Dead and Compose keys (was: Re: Romanized Singhala got great reception in Sri Lanka)

Andrew Cunningham lang.support at gmail.com
Tue Mar 18 04:26:30 CDT 2014


Chris,

Keyman is capable of doing that and a lot more,  but few keyboard layout
developers use it to its full potential.

As an example,  I was asked by Harari teachers here in Melbourne to develop
a set of three keyboard layouts for them and their students.
The three keyboards were for three different orthographies in the following
scripts:
1) Latin
2) Ethiopic
3) Arabic

They wanted all three layouts to work identically,  using the keystrokes
used on the Latin keyboard.

The Ethiopic and Arabic keyboard layouts required extensive remapping of
key sequences to output.

If I was a programmer I could have done something more elegant by building
an external library Keyman could call but as it is we could do a lot inside
the Keyman keyboard layout itself.

For Myanmar script keyboard layouts we allow visual input for the e-vowel
sign and medial Ra,  with the layout handling reordering.

One of the Latin layouts I use,  supports combining diacritics and reorders
sequences of diacritics to their canonical order regardless of order of
input. Assuming a maximum of one diacritic below and two diacrtics above
base character.
|---|
• [WRITTEN PROBLEM A]:
Decide whether each statement below agrees with the message about Keyman keyboard layouts. Answer yes or no, and quote the words from the message that settle it.
(i) The Harari teachers wanted the Ethiopic and Arabic layouts to use the same keystrokes as the Latin keyboard.
(ii) The writer built an external library for Keyman to call.
(iii) The writer's Latin layout requires diacritics to be typed in their canonical order.
• [WRITTEN PROBLEM B]:
Carry on the message about Keyman keyboard layouts from its last sentence.

• [PROVIDED RECORDS]:
|---|
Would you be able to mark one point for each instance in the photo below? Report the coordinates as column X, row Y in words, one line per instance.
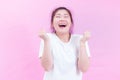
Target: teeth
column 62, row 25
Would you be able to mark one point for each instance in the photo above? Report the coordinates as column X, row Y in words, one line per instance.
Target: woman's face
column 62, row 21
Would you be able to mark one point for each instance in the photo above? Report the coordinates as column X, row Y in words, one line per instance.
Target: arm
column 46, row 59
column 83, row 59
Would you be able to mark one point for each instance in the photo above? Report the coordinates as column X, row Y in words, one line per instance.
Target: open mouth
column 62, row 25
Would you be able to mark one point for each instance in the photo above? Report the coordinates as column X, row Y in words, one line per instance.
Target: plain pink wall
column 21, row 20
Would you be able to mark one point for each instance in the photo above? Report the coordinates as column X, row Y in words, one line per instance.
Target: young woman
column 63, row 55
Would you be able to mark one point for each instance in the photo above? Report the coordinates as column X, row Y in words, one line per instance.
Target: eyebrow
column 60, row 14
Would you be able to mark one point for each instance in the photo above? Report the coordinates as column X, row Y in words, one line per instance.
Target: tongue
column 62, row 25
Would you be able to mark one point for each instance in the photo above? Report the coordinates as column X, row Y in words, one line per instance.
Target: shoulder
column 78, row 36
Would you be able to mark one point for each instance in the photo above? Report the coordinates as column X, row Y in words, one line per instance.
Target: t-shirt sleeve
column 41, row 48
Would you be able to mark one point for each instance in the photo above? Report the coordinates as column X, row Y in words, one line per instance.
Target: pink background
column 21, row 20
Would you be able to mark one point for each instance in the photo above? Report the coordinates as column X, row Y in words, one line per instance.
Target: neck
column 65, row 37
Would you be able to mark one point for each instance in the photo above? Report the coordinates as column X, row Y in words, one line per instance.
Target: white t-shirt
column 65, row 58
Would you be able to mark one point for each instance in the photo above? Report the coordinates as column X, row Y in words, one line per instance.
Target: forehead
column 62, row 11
|---|
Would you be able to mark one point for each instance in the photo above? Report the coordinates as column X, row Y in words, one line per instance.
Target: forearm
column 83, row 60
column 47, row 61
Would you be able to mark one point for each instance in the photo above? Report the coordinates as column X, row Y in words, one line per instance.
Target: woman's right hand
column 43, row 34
|---|
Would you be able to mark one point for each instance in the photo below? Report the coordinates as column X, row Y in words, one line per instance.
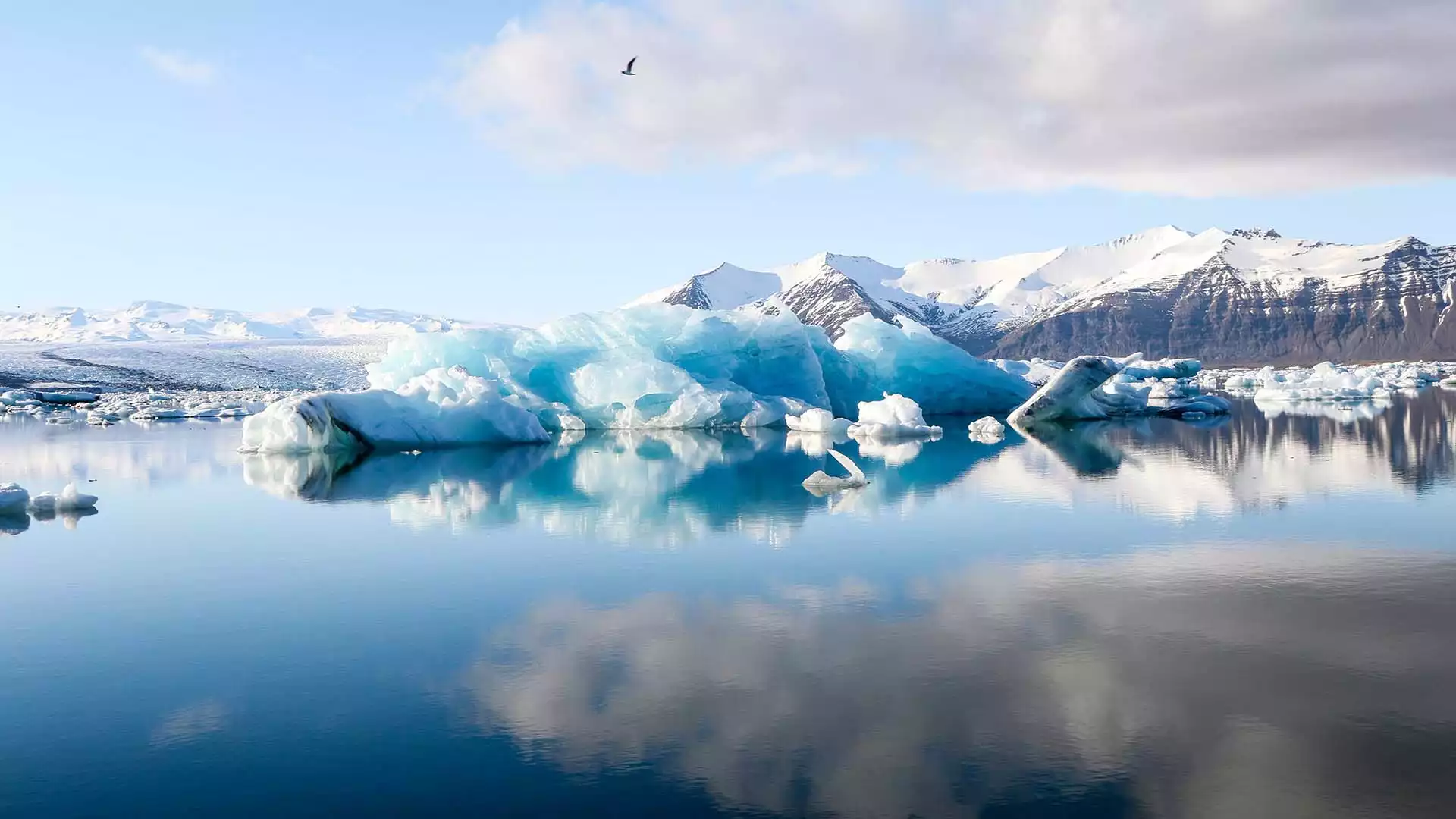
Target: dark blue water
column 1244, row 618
|---|
• [RIGHT ANSWER A]:
(i) Yes: "using the keystrokes used on the Latin keyboard."
(ii) No: "as it is we could do a lot inside the Keyman keyboard layout itself."
(iii) No: "reorders sequences of diacritics to their canonical order regardless of order of input."

• [RIGHT ANSWER B]:
Analysis and creativity can produce some very effective Keyman layouts.

Andrew
 On 18/03/2014 7:23 PM, "Christopher Fynn" <chris.fynn at gmail.com> wrote:

> MSKLC and KeyMan are fairly crude ways of creating input methods
>
> For what you want to - you probably need a memory resident program
> that traps the Latin input from the keyboard, processes the
> (transliterated) input strings converting them into unicode Sinhala
> strings, and then injects these back into the input queue  in place of
> the Latin characters.
>
> There are a couple of utilities that do this for typing
> transliterated/romanised Tibetan in Windows and getting  Tibetan
> Unicode output.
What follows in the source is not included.